Task directions >> Which lines of the data below contain the word "window", with case counting? Report each of those lines in full.

Dataset content >>
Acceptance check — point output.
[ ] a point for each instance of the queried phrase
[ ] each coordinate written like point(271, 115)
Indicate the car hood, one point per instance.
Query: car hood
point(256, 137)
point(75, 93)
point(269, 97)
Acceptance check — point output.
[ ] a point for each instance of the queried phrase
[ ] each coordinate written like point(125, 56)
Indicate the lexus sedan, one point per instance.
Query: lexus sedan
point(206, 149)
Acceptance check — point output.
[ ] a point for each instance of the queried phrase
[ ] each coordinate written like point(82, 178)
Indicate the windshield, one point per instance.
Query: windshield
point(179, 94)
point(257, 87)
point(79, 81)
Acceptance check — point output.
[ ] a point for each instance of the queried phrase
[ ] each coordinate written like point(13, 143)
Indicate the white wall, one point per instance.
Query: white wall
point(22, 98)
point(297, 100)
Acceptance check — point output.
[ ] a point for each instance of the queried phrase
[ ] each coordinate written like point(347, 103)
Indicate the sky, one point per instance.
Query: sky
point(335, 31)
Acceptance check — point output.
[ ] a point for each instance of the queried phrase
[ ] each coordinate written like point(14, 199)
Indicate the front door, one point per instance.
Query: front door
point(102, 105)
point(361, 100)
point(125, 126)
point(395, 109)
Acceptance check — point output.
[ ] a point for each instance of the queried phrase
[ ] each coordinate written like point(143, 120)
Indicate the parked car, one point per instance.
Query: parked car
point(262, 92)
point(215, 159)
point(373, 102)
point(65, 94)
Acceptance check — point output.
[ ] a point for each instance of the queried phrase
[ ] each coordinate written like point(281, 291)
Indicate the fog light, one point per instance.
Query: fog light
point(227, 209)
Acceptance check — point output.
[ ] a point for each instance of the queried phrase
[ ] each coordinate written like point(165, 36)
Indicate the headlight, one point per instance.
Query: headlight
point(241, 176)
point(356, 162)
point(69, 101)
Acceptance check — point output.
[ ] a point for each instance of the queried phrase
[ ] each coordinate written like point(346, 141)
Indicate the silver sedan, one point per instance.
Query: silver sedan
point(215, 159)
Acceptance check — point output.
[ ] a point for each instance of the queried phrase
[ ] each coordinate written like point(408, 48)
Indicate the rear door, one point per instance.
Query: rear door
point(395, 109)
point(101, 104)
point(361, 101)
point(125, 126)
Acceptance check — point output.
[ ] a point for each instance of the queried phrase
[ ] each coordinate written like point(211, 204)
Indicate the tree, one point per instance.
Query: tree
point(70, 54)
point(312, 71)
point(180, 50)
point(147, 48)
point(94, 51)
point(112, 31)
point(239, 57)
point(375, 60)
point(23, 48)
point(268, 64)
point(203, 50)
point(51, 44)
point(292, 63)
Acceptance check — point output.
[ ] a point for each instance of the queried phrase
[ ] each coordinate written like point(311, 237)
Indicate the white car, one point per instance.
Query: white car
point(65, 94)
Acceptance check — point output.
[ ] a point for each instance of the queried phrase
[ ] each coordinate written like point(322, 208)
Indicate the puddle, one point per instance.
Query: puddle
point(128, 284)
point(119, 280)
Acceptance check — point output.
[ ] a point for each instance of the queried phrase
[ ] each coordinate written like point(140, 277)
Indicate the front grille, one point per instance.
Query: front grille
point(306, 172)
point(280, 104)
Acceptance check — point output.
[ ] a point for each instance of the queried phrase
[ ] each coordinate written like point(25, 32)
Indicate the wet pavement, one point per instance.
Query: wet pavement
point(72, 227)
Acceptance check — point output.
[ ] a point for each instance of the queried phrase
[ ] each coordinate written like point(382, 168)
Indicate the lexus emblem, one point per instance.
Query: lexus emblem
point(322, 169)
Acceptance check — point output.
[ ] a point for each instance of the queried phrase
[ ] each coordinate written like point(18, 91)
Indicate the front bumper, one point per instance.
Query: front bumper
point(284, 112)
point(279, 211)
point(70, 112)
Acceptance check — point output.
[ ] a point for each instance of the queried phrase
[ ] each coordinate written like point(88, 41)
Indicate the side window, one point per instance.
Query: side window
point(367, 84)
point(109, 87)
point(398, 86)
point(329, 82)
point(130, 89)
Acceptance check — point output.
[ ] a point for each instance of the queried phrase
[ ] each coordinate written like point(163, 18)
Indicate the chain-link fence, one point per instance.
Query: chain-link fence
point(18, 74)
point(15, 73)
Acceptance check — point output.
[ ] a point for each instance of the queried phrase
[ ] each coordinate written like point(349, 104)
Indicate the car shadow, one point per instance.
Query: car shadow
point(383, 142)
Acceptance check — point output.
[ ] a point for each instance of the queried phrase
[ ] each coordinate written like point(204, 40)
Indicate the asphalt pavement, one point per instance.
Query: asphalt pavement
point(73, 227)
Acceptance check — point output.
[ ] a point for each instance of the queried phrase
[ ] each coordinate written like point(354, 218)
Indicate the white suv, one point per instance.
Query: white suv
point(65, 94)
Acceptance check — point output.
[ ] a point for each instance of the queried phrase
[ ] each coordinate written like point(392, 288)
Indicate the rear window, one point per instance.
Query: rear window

Problem solution >>
Indicate the side window, one point per instance.
Query: side window
Indicate the rear window, one point per instance.
Query: rear window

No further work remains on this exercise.